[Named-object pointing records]
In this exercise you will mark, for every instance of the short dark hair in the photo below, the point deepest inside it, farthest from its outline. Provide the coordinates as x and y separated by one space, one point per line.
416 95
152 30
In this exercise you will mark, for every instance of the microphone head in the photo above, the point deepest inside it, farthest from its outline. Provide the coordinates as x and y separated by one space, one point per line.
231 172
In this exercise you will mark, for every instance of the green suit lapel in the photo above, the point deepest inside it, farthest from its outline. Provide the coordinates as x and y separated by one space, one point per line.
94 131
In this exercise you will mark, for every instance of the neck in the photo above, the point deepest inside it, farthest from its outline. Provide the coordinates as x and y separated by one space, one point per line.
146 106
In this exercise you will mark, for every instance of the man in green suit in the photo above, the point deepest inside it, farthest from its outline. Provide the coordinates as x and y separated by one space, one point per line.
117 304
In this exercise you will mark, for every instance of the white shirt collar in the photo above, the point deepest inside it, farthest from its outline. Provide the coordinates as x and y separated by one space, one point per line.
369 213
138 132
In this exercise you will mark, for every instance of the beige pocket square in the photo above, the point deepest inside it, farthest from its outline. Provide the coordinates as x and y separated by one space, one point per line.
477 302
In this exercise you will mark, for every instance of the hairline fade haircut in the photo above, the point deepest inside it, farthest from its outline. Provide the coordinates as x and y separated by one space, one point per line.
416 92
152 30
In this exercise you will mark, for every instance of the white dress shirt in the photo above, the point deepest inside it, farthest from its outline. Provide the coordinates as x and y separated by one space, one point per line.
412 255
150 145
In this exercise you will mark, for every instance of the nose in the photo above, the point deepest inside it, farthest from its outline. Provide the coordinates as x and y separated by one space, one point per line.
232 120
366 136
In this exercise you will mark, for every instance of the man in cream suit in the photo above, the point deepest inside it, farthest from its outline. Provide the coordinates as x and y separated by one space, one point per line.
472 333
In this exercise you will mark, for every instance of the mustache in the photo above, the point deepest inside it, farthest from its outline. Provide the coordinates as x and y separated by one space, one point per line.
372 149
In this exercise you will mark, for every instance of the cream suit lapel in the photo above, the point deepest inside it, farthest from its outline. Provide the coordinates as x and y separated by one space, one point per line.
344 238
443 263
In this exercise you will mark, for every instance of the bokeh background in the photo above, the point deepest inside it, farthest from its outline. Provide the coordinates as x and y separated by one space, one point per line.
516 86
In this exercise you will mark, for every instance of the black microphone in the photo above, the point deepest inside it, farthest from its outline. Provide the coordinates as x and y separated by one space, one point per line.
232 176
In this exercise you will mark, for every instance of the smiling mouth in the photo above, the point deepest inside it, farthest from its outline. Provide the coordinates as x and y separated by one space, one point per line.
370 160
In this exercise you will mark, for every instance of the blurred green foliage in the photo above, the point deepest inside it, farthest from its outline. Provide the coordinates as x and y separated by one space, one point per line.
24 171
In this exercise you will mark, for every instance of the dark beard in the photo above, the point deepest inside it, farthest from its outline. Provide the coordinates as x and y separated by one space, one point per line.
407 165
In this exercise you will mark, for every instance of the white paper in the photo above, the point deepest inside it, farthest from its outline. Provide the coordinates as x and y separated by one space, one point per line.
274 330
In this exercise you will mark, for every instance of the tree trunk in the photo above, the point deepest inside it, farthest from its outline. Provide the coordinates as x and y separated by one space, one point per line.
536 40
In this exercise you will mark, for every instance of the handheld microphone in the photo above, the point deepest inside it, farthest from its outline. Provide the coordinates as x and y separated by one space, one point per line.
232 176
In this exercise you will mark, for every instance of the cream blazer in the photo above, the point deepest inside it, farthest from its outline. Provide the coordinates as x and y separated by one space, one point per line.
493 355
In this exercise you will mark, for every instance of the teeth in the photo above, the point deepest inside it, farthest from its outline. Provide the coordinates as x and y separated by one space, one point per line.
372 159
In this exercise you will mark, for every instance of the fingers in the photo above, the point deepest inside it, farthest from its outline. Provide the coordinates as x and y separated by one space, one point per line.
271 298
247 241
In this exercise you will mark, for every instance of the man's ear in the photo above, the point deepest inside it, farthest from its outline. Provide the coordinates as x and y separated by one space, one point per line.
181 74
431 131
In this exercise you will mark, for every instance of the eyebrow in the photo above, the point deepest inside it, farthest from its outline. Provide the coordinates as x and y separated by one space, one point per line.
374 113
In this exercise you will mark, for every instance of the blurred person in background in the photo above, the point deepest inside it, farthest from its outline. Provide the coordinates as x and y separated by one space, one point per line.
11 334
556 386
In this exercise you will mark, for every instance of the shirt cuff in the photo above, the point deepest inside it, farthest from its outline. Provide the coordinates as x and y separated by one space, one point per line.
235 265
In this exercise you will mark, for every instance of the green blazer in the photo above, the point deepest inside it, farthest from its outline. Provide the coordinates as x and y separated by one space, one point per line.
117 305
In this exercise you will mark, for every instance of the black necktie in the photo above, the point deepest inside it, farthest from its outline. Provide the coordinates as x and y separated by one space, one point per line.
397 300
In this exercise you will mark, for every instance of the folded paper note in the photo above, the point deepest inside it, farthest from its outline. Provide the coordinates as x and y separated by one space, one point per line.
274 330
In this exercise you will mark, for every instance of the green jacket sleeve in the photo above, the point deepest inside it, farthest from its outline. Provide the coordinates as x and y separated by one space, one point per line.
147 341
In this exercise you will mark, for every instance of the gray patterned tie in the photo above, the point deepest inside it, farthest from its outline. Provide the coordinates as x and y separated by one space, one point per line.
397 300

**Exercise objective:** Give a word-for-word copy of the records.

**Written response:**
In this exercise you will mark, for every instance of the short dark hair in the photo below, the point deepest inside it, farthest from its outline. Provide the coordinates as x and y separated by one space, one point per line.
416 95
152 30
In this exercise you will mark, for every instance of the microphone head in the photo above, the point deepest inside it, farthest from its outline. Provide the coordinates as x and y separated by one space, one point per line.
231 172
In this exercise you will mark, for every instance of the green suit lapel in the photo above, the point deepest inside it, farthest from its outline. Provide the coordinates as x and y separated by one space, one point per line.
94 131
In this exercise you will mark, for every instance of the neck in the photo above, the point deepest inside it, farthest from its outline. Provide the coordinates as x and y separated by one space, one point per line.
146 106
In this exercise you will mark, for every instance of the man in green suit in the photo above, the point deepest inside it, farthest from its outline. Provide the coordinates as x and y separated by one space, one point per line.
117 304
In this exercise you will mark, for every instance of the white shirt collar in the photo above, the point deepest inside it, farthest from its outline. Provide the coordinates as x and y separated by one space, one point per line.
369 213
138 132
In this exercise you will mark, for every instance of the beige pocket square in the photo above, the point deepest inside it, farthest from its outline. Provide the coordinates as x and y separated by one space, one point per line.
477 302
In this exercise you will mark, for every instance of the hairline fade haircut in the photo above, the point deepest inside it, farthest from its outline. Provide the coordinates as x and y separated by one space, one point per line.
416 92
152 30
In this exercise you will mark, for every instance of the white dress shirt in the photo above, the point deepest inside it, farthest from its outline. Provide the coordinates as x and y separated by one space, one point per line.
412 255
150 145
In this exercise you will mark, for every instance of the nose in the photo above, the point deepest inside it, farthest from its outline. Provide the coordinates as x and y separated by one space, one point per line.
232 120
366 136
In this exercise you will mark, for every instance of the man in cream suit in the photo above, the point deepest inside it, farthest from its outline. Provide the coordinates as x and y separated by one space, one point per line.
472 333
In this exercise you will mark, for every instance of the mustache in the photo above, the point deepest inside it, farthest from its outline. Provide the coordinates as x and y separated by one space, one point per line.
372 149
In this exercise you will mark, for every instance of the cream suit lapel in the photo above, the point deepest inside it, farthest from its outline. Provide the coordinates as x and y separated by one space, one point per line.
344 238
443 263
In this exercise you will mark, for every instance of the bokeh background in the photo above, the point deepest inside it, farthest from its outline. Provide the coordinates as x and y separated by one space, one point per line.
516 86
In this exercise you will mark, for every instance of the black microphone in the photo above, the point deepest inside it, farthest from its outline. Provide the coordinates as x and y separated by one space, one point per line.
232 176
In this exercise you will mark, for every instance of the smiling mouth in the photo above, the point deepest inside it, farthest from its outline. Provide the coordinates as x and y separated by one space, one point per line.
370 160
In this exercise you will mark, for every instance of the blurred green foliage in the photo above, the point deepest inside it, farthest from its outline. Provide the coordinates as x and y separated by one space, one point per line.
24 171
In this exercise you will mark, for every instance of the dark beard in the photo above, the point deepest inside it, farthest from its outline. Provide the coordinates as x and y separated by one space, one point per line.
407 165
In this exercise you will mark, for every instance of the white paper in the photo above, the point deepest inside it, farthest from its outline. Provide the coordinates as x and y separated by one space, one point per line.
274 330
In this exercise you will mark, for every instance of the tree trunk in the photo above, the point deepest inside it, farthest from its outline. Provide the coordinates as x and y separated by one space, one point per line.
536 40
In this exercise you will mark, for every instance of the handheld microphone in the photo above, the point deepest inside it, farthest from its outline. Provide the coordinates as x and y separated by one space, one point per line.
232 176
In this exercise you will mark, for every instance of the cream blazer in the photo above, the point deepest inside it, farthest from its outline. Provide the coordinates as x and y separated by one space, one point per line.
493 355
In this exercise you will mark, for every instance of the teeth in the photo above, the point deepest inside it, farthest from its outline. Provide the coordinates as x and y separated by one space, one point per line.
372 159
In this exercise you will mark, for every instance of the fingers in the photo above, the point deepest inside it, farthest from its outline. Provide the coordinates as x and y separated by one space, one point per line.
271 298
247 241
In this exercise you will mark, for every instance of the man's ear in the photo above, the point deepest inside it, farthest from its outline. Provide the coordinates as x and y separated by one space, one point per line.
181 74
431 131
In this exercise you will mark, for every instance of the eyebrow in the photo above, the point deepest inside it, farthest from its outline. Provide the coordinates as x and y separated by one space, one point per line.
374 113
In this exercise you will mark, for every instance of the blurred person in background in the photo above, the point deepest inside it, farthest from its outline. Provide the coordinates as x and y separated by one space, one point per line.
11 334
556 386
In this exercise you will mark, for every instance of the shirt cuff in the photo above, the point deepest inside it, farthest from its outline. Provide the coordinates as x and y separated by one space, one point per line.
235 265
In this exercise you will mark, for every instance of the green blazer in the photo above, the point deepest inside it, farthest from its outline. Provide the coordinates as x and y separated by one space, one point per line.
117 305
In this exercise you will mark, for every instance of the black necktie in the photo above, the point deepest inside it, farthest from its outline. Provide the coordinates as x and y separated by one space, one point per line.
397 300
In this exercise you will mark, for every instance of the folded paper note in the photo above, the point deepest inside it, farthest from its outline. Provide the coordinates as x and y separated by one space, one point per line.
274 330
In this exercise you will mark, for every instance of the green jacket sleeve in the photo above, the point deepest inside it, farthest from its outline. Provide the coordinates as x and y separated by one space, one point per line.
147 341
In this exercise you will mark, for every instance of the gray patterned tie in the photo above, the point deepest inside it, farthest from its outline. Provide the coordinates as x and y separated by one space, one point per line.
397 300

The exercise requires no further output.